Exercise instructions: Rewrite everything below from the line containing "the jar lid" down to the end of the records, keeping the instruction lines unchanged. Raise every x and y coordinate value by 71.

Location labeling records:
** BEGIN **
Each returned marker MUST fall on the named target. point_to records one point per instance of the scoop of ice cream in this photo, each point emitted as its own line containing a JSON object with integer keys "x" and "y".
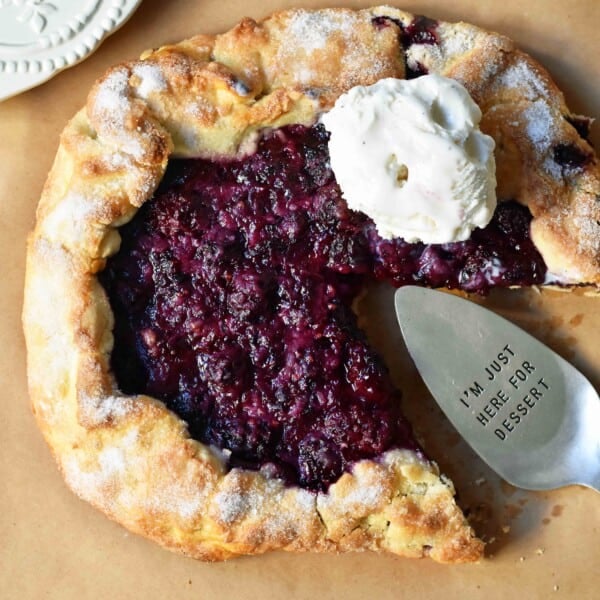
{"x": 409, "y": 153}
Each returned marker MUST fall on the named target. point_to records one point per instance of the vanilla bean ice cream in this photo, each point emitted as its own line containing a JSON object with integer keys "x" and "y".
{"x": 409, "y": 154}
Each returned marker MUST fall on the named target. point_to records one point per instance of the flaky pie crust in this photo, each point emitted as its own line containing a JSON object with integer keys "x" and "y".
{"x": 211, "y": 96}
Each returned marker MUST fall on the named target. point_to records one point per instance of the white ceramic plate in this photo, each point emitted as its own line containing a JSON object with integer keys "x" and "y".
{"x": 39, "y": 38}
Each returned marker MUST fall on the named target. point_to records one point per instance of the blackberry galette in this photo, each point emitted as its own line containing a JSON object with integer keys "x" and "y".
{"x": 194, "y": 359}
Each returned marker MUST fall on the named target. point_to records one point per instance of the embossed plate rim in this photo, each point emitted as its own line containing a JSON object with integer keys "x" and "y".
{"x": 41, "y": 38}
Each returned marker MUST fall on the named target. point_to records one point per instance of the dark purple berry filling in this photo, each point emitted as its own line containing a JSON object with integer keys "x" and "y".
{"x": 571, "y": 157}
{"x": 421, "y": 30}
{"x": 581, "y": 124}
{"x": 232, "y": 293}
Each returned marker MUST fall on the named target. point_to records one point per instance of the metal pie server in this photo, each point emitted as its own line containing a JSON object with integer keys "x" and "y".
{"x": 529, "y": 414}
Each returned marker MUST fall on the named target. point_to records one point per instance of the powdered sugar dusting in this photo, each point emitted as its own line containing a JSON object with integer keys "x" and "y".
{"x": 112, "y": 96}
{"x": 539, "y": 125}
{"x": 312, "y": 29}
{"x": 368, "y": 495}
{"x": 111, "y": 107}
{"x": 521, "y": 76}
{"x": 151, "y": 79}
{"x": 98, "y": 410}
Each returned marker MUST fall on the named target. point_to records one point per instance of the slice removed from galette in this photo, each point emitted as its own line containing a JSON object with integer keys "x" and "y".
{"x": 194, "y": 360}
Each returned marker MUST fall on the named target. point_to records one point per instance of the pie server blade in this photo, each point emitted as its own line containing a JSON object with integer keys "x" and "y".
{"x": 529, "y": 414}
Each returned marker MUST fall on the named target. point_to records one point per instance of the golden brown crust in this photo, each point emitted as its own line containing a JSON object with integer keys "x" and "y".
{"x": 211, "y": 96}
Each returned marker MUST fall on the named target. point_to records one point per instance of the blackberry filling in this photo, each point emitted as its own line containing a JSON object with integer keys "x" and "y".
{"x": 232, "y": 291}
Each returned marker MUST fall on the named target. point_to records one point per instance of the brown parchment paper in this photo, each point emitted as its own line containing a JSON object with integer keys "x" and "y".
{"x": 52, "y": 545}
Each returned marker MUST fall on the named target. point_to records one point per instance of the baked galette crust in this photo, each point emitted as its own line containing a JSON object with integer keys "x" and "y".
{"x": 211, "y": 97}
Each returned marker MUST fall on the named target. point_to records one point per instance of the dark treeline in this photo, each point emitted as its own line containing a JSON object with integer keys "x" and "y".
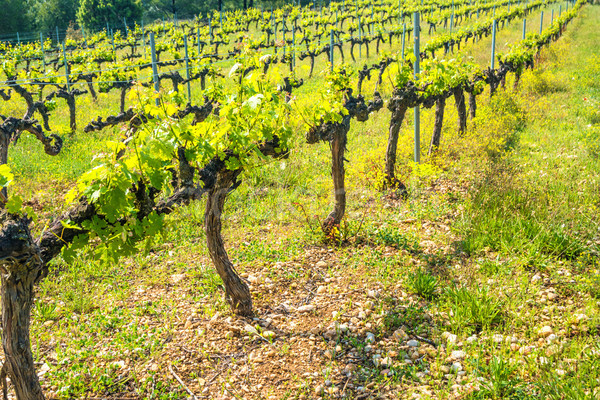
{"x": 45, "y": 15}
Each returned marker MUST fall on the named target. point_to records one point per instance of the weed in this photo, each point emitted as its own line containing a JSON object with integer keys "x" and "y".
{"x": 423, "y": 283}
{"x": 473, "y": 309}
{"x": 500, "y": 381}
{"x": 47, "y": 311}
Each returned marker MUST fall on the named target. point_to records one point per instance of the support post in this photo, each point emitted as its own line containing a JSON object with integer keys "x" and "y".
{"x": 331, "y": 49}
{"x": 154, "y": 68}
{"x": 66, "y": 68}
{"x": 417, "y": 33}
{"x": 493, "y": 60}
{"x": 43, "y": 57}
{"x": 187, "y": 69}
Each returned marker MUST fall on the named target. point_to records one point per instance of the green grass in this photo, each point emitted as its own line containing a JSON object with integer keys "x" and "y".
{"x": 516, "y": 197}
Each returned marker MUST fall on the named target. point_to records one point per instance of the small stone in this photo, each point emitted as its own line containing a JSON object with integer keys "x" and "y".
{"x": 400, "y": 335}
{"x": 330, "y": 334}
{"x": 545, "y": 331}
{"x": 449, "y": 337}
{"x": 472, "y": 339}
{"x": 269, "y": 334}
{"x": 579, "y": 318}
{"x": 456, "y": 366}
{"x": 525, "y": 350}
{"x": 250, "y": 329}
{"x": 458, "y": 355}
{"x": 319, "y": 390}
{"x": 306, "y": 308}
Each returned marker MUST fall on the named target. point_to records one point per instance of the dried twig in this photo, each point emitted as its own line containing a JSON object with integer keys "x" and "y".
{"x": 187, "y": 389}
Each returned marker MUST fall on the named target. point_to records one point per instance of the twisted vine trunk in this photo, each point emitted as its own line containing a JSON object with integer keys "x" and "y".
{"x": 461, "y": 108}
{"x": 20, "y": 264}
{"x": 72, "y": 116}
{"x": 122, "y": 102}
{"x": 472, "y": 105}
{"x": 390, "y": 154}
{"x": 236, "y": 291}
{"x": 338, "y": 148}
{"x": 440, "y": 105}
{"x": 517, "y": 79}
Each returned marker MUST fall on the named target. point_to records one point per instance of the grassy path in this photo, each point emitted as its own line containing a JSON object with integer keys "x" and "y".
{"x": 484, "y": 284}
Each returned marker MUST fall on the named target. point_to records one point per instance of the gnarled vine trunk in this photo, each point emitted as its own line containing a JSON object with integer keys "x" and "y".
{"x": 20, "y": 264}
{"x": 472, "y": 105}
{"x": 390, "y": 154}
{"x": 237, "y": 292}
{"x": 440, "y": 105}
{"x": 461, "y": 108}
{"x": 338, "y": 148}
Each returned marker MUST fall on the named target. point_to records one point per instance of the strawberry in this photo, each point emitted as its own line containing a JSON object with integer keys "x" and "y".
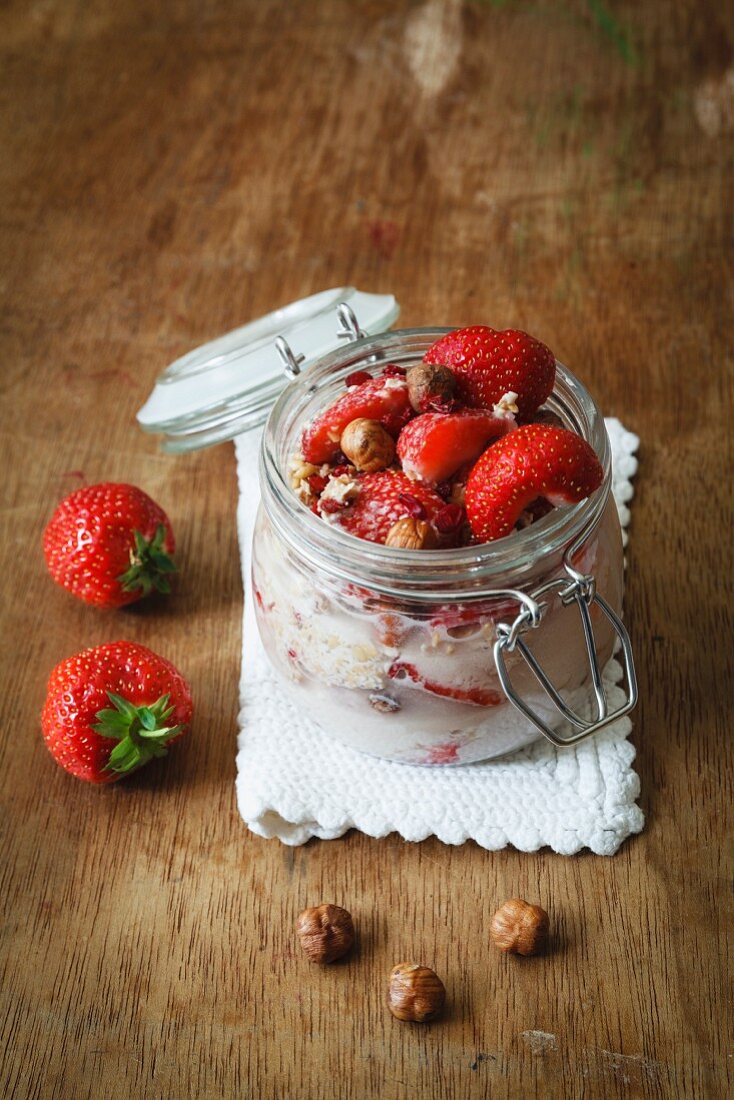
{"x": 488, "y": 364}
{"x": 109, "y": 545}
{"x": 384, "y": 399}
{"x": 435, "y": 444}
{"x": 382, "y": 499}
{"x": 480, "y": 696}
{"x": 533, "y": 461}
{"x": 151, "y": 706}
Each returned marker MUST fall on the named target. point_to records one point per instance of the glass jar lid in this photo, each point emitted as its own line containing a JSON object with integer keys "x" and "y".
{"x": 228, "y": 386}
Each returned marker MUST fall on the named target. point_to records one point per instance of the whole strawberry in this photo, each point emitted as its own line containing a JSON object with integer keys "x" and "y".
{"x": 534, "y": 461}
{"x": 109, "y": 545}
{"x": 488, "y": 364}
{"x": 111, "y": 708}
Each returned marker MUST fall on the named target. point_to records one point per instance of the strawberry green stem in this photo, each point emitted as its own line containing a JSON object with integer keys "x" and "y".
{"x": 141, "y": 732}
{"x": 150, "y": 564}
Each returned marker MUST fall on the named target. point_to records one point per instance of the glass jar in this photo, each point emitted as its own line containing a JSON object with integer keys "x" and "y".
{"x": 437, "y": 657}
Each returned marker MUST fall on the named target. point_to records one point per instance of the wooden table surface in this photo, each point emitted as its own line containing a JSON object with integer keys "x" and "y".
{"x": 171, "y": 171}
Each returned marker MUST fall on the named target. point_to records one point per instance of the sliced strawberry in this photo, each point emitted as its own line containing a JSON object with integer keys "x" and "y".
{"x": 382, "y": 499}
{"x": 435, "y": 444}
{"x": 535, "y": 460}
{"x": 488, "y": 364}
{"x": 481, "y": 696}
{"x": 383, "y": 399}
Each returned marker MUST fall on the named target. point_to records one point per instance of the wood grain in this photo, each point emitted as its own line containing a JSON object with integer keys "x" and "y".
{"x": 171, "y": 171}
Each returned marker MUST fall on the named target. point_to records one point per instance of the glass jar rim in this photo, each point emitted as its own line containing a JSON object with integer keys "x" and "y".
{"x": 414, "y": 574}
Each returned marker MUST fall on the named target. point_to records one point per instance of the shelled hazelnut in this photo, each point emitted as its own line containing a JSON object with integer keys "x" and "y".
{"x": 368, "y": 446}
{"x": 519, "y": 927}
{"x": 326, "y": 933}
{"x": 412, "y": 534}
{"x": 415, "y": 992}
{"x": 429, "y": 383}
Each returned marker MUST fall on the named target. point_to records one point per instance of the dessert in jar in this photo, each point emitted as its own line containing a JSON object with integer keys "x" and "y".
{"x": 435, "y": 537}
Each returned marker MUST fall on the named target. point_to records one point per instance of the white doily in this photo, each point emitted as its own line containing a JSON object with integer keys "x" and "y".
{"x": 294, "y": 782}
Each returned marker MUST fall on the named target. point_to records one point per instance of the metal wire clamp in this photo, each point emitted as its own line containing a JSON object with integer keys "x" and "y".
{"x": 581, "y": 590}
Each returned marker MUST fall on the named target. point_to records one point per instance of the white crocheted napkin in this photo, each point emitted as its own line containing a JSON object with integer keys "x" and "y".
{"x": 294, "y": 782}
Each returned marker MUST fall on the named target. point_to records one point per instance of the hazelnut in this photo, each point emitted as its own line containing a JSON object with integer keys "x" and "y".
{"x": 519, "y": 927}
{"x": 412, "y": 534}
{"x": 326, "y": 933}
{"x": 367, "y": 444}
{"x": 415, "y": 992}
{"x": 428, "y": 384}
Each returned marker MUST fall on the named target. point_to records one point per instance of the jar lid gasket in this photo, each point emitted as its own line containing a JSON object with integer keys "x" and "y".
{"x": 228, "y": 385}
** END **
Complete answer:
Each returned marker MUST fall on the named target. point_to records one point per instance of the jar lid gasket in this photo, each point emitted as its own line containing a JSON object with integer keys "x" and "y".
{"x": 299, "y": 456}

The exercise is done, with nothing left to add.